Sholat Dhuha
Sholat dhuha atau sholat sunah dhuha merupakan sholat sunah yang
dikerjakan pada waktu dhuha. Waktu dhuha merupakan waktu dimana matahari telah
terbit atau naik kurang lebih 7 hasta hingga terasa panas menjelang shalat
dzhur. atau sekitar jam 7 sampai jam 11, tentunya setiap daerah berbeda,
tergantung posisi matahari pada daerah masing-masing. Sholat dhuha sebaiknya
dikerjakan pada seperempat kedua dalam sehari, atau sekitar pukul sembilan
pagi. Sholat dhuha dilakukan secara sendiri atau tidak berjamaah (Munfarid)
Niat Sholat dhuha
Untuk niat
sholat dhuha hampir sama dengan sholat sunah lainnya, yaitu sebagai berikut
Ushallii
sunnatadh-dhuhaa rak’ataini lillaahi ta’aalaa
arti dalam
bahasa Indonesia :
Aku niat
shalat sunat dhuha dua rakaat, karena Allah.
Tata cara sholat dhuha
Tata cara
sholat dhuha hampir sama
dengan sholat sunah pada umumnya,
- Setelah membaca niat seperti yang telah tertulis diatas kemudian membaca takbir,
- Membaca doa Iftitah
- Membaca surat al Fatihah
- Membaca satu surat didalam Alquran. Afdholnya rakaat pertama membaca surat Asy-Syam dan rakaat kedua surat Al Lail
- Ruku’ dan membaca tasbih tiga kali
- I’tidal dan membaca bacaannya
- Sujud pertama dan membaca tasbih tiga kali
- Duduk diantara dua sujud dan membaca bacaanya
- Sujud kedua dan membaca tasbih tiga kali
- Setelah rakaat pertama selesai, lakukan rakaat kedua sebagaimana cara diatas, kemudian Tasyahhud akhir setelah selesai maka membaca salam dua kali. Rakaat-rakaat selanjutnya dilakukan sama seperti contoh diatas.

-- DATA HASIL EKSTRAKSI --
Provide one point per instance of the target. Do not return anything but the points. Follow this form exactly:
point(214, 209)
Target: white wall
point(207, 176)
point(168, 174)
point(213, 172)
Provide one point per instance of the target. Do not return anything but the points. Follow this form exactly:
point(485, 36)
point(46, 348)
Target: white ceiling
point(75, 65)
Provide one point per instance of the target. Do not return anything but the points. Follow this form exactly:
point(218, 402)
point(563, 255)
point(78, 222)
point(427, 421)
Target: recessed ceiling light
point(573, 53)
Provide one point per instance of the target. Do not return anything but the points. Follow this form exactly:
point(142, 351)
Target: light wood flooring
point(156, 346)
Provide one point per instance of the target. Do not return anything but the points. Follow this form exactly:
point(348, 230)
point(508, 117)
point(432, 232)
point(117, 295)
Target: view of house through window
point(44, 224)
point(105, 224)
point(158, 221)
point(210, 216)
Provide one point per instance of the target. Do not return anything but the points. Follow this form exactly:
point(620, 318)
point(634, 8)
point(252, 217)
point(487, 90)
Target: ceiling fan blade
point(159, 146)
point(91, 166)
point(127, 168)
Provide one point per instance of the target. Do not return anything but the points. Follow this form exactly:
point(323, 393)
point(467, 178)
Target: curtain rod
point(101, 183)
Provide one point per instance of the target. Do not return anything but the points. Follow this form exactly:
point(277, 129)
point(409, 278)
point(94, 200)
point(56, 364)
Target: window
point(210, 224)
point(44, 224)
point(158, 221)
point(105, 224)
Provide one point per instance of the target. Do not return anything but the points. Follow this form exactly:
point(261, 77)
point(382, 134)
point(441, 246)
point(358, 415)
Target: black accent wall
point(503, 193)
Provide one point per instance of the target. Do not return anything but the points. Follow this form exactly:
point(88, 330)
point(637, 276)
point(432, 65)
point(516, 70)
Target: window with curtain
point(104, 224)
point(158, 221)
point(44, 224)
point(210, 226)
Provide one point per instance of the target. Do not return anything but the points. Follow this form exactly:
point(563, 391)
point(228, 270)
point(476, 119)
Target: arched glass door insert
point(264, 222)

-- TUGAS TERTULIS --
A. Salin persis bagian teks tentang sholat dhuha yang dibuka dengan kata-kata berisi "Tata cara sholat" dan ditutup dengan "seperti contoh diatas.".
B. Sambung teks tentang sholat dhuha mulai dari titik akhirnya.

-- JAWABAN TUGAS --
A.
Tata cara sholat dhuha
Tata cara
sholat dhuha hampir sama
dengan sholat sunah pada umumnya,
- Setelah membaca niat seperti yang telah tertulis diatas kemudian membaca takbir,
- Membaca doa Iftitah
- Membaca surat al Fatihah
- Membaca satu surat didalam Alquran. Afdholnya rakaat pertama membaca surat Asy-Syam dan rakaat kedua surat Al Lail
- Ruku’ dan membaca tasbih tiga kali
- I’tidal dan membaca bacaannya
- Sujud pertama dan membaca tasbih tiga kali
- Duduk diantara dua sujud dan membaca bacaanya
- Sujud kedua dan membaca tasbih tiga kali
- Setelah rakaat pertama selesai, lakukan rakaat kedua sebagaimana cara diatas, kemudian Tasyahhud akhir setelah selesai maka membaca salam dua kali. Rakaat-rakaat selanjutnya dilakukan sama seperti contoh diatas.

B.
Jumlah rakaat sholat dhuha
Sholat dhuha
dilakukan dalam satuan dua rakaat satu kali salam. Sementara itu untuk berapa
jumlah maksimal sholat dhuha ada pendapat yang berbeda dari para ulama, ada
yang mengatakan maksimal 8 rakaat, ada yang maksimal 12 rakaat, dan ada juga
yang berbedapat tidak ada batasan.
Untuk
mengetahui lebih jelas mengenai perbedaan pendapat jumlah rakaat sholat dhuha
silahkan simak penjelasan yang kami kutip dari konsultasi syariah di bawah ini
Pertama,
jumlah rakaat maksimal adalah delapan rakaat. Pendapat ini dipilih oleh Madzhab
Maliki, Syafi’i, dan Hambali. Dalil yang digunakan madzhab ini adalah hadis Umi
Hani’ radhiallaahu ‘anha, bahwasanya Nabi shalallahu ‘alaihi wa
sallam memasuki rumahnya ketika fathu Mekah dan Beliau shalat
delapan rakaat. (HR. Bukhari, no.1176 dan Muslim, no.719).
Kedua,
rakaat maksimal adalah 12 rakaat. Ini merupakan pendapat Madzhab Hanafi, salah
satu riwayat dari Imam Ahmad, dan pendapat lemah dalam Madzhab Syafi’i.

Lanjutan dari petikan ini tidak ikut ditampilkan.